◆ What you should do: Scan the entries for the word "marker" and return every line that has it.

◆ Data excerpts:
Start of Block

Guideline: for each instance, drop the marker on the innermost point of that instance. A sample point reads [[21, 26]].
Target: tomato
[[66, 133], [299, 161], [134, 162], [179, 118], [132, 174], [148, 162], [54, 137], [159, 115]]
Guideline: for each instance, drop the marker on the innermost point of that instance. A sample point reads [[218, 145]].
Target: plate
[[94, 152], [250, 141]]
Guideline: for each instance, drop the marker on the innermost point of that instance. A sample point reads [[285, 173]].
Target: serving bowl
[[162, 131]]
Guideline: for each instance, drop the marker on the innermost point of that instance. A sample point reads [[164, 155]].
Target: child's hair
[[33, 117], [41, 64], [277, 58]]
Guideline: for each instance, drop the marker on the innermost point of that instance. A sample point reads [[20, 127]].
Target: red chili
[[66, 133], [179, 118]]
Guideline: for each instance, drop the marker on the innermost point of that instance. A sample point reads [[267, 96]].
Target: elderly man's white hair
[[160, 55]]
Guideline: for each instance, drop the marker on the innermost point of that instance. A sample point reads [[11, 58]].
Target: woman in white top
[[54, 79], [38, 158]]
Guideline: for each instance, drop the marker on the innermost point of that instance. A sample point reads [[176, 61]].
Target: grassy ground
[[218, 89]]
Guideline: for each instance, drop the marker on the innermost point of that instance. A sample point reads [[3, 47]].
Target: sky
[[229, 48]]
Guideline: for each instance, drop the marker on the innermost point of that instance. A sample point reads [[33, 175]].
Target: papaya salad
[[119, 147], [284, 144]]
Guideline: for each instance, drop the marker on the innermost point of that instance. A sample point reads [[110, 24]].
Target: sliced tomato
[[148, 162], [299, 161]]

End of Block
Start of Block

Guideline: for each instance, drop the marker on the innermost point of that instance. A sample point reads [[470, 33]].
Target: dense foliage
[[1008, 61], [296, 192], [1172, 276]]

End of Block

◆ Finished exercise:
Guideline: for each instance, drop the marker on the innermost point of that instance. A sample point reads [[21, 26]].
Guideline: for each instance, drop the marker on the innermost point of that instance. A sample point reads [[218, 145]].
Guideline: for each instance, drop the marker on the innermost point of that instance. A sample point reads [[285, 173]].
Guideline: for each instance, drop the marker on the innermost point of that instance. A sample point reads [[164, 155]].
Guideline: for each instance, drop the marker on the innermost point of that instance. A sample point reads [[20, 127]].
Guideline: for each instance, drop the marker on the innermost point of that instance. A sample point reads [[267, 96]].
Guideline: for each instance, drop the marker on the innermost point of that instance. A sample point reads [[11, 58]].
Guideline: for each instance, drop the marker on the innermost point of that instance. A sample point reads [[176, 61]].
Guideline: for each instance, drop the marker on the innermost point of that instance. A sample point reads [[3, 47]].
Guideline: for each instance, drop the marker on the innermost point of that instance. A sample point reads [[33, 175]].
Guideline: for each instance, drop the marker on the innermost point of that instance. A sample point reads [[110, 24]].
Guideline: for each instance, drop the marker on the innermost point of that instance. A sample point reads [[470, 33]].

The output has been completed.